> _Stated exercise_
Reproduce every entry below precisely; do not include the pictures.

**** Data provided ****

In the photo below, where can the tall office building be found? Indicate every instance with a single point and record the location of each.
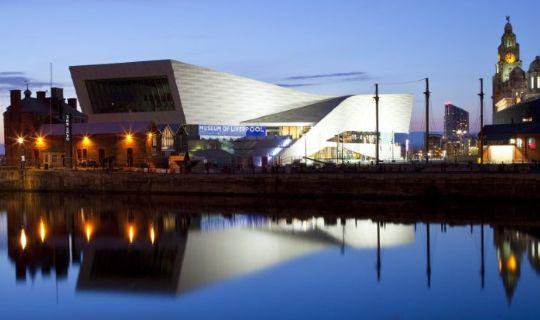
(456, 122)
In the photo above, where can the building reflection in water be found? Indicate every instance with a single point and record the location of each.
(144, 251)
(125, 248)
(511, 246)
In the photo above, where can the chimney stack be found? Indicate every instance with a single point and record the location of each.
(15, 96)
(40, 95)
(72, 102)
(57, 93)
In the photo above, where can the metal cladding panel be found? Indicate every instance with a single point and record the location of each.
(211, 97)
(356, 113)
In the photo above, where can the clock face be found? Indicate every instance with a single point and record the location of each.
(510, 57)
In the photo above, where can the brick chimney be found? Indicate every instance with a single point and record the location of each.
(15, 98)
(57, 93)
(72, 102)
(41, 95)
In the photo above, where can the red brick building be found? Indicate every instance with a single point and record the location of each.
(24, 118)
(116, 144)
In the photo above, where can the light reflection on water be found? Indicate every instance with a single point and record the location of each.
(119, 258)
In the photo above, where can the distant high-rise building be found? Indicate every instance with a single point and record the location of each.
(456, 122)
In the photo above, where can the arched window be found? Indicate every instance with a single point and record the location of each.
(167, 140)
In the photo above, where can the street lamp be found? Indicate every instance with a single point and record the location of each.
(20, 141)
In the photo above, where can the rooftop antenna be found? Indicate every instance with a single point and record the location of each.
(50, 100)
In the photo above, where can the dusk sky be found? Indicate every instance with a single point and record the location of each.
(328, 47)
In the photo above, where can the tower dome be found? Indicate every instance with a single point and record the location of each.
(535, 65)
(508, 25)
(517, 73)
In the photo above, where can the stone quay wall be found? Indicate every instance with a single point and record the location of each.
(307, 185)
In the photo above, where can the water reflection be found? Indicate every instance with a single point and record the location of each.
(511, 246)
(140, 251)
(123, 245)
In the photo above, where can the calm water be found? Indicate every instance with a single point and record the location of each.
(201, 258)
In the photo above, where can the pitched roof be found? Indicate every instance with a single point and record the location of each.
(98, 128)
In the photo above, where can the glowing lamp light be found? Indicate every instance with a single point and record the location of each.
(40, 141)
(511, 264)
(86, 141)
(88, 231)
(531, 142)
(22, 239)
(152, 234)
(42, 230)
(129, 137)
(131, 233)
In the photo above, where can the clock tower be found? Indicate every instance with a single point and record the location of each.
(507, 60)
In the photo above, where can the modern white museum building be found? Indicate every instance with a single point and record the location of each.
(218, 106)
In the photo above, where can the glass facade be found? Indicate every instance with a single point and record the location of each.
(144, 94)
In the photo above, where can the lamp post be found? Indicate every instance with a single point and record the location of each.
(20, 141)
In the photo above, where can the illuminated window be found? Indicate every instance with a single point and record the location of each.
(531, 143)
(167, 140)
(142, 94)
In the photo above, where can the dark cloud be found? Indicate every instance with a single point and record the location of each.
(328, 78)
(14, 79)
(327, 75)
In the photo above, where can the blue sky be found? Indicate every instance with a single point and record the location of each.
(452, 42)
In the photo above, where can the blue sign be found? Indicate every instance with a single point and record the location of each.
(232, 131)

****

> _Exercise solution_
In the photo below, where can the tall office building be found? Indicate every instance with a single point and record the location of each.
(456, 122)
In the photo above, where can the building reflection in water be found? Indicate every instance with a single point and record the location of each.
(144, 251)
(125, 248)
(511, 246)
In the photo above, where can the chimney stack be found? Indicate every instance with a single point and record the location of each.
(15, 96)
(40, 95)
(72, 102)
(57, 93)
In the photo above, where can the metal cladding panel be found? Indicate every instance with a single point and record the location of each.
(211, 97)
(356, 113)
In the photo above, where can the clock face be found? Indicate every instance with a single point and record the location of each.
(510, 57)
In the photo above, where can the brick chimney be found? Indicate every instance with a single point and record the location of each.
(15, 98)
(57, 93)
(72, 102)
(41, 95)
In the photo above, where can the red brick building be found? Indicate every instance with a single point and record the location of each.
(24, 118)
(116, 144)
In the photo above, where can the light reflection on water be found? Indicate every instance with a single point and record the location of each.
(119, 258)
In the photo above, where can the distant high-rise building be found? Indicate every instance with a single point and record the location of each.
(456, 122)
In the photo above, where can the arched window be found? Indicate every instance with a single point and record the location of each.
(167, 140)
In the photo above, where can the street lamp be found? Indicate every instance with a single point and record the location of each.
(20, 141)
In the photo above, where can the rooftop antenna be found? Indicate every instance with a single point and record the location of each.
(50, 100)
In the photo above, where can the dusk sky be found? Indicate every instance with a single point and record the location of each.
(328, 47)
In the photo above, where can the tower dome be found? Indicate every instance with a single point and record the location of each.
(535, 65)
(508, 25)
(517, 73)
In the photo above, where can the stone quay wall be found? Indicate every instance with a single point and record the location of each.
(307, 185)
In the photo above, where can the water reflection be found? Indicate every instance with a single point and record the location of each.
(511, 246)
(140, 251)
(123, 245)
In the photo above, where can the calm water be found? Indicate every instance with a single point and record the location of each.
(201, 258)
In the photo above, where can the pitched roof be found? Indicate every instance with a single point and record the location of each.
(98, 128)
In the photo above, where can the glowing lamp light be found? Indicate every instance with a single point and record the location of each.
(40, 141)
(511, 264)
(86, 141)
(88, 231)
(531, 142)
(22, 239)
(152, 234)
(42, 230)
(129, 137)
(131, 233)
In the photo above, where can the clock tower be found? Indicate every instance with a single point and record the location of each.
(507, 60)
In the photo above, where can the modern white museum building be found? Indicate every instance with a single point and record the location of each.
(218, 106)
In the photo above, where can the glass facade be found? Indicate every instance with a single point and record the location of each.
(144, 94)
In the photo above, where can the lamp post be found? Indicate every instance with a single point and record the location of each.
(20, 141)
In the photo above, where can the illuminated window be found? Indicate every instance with a single point and record the location of each.
(531, 143)
(167, 140)
(142, 94)
In the photo above, where can the dark cloud be found? Indicate every instance with a single point and record the location of each.
(328, 78)
(14, 79)
(327, 75)
In the photo above, where can the blue sky be found? Indicate every instance with a single point and record the location of each.
(452, 42)
In the photo above, where can the blue sign be found? Indicate every instance with a single point and record the location of each.
(232, 131)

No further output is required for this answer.